(Region pointing data)
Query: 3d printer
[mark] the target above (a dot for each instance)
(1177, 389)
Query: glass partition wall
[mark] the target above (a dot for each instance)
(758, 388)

_Task to complete_
From the first line to the last, set down every record exactly as written above.

_Response below_
Query: 3d printer
[mark] the target above (a dot for each instance)
(1177, 389)
Query: glass partition wall
[mark] the target above (a dot for each instance)
(758, 388)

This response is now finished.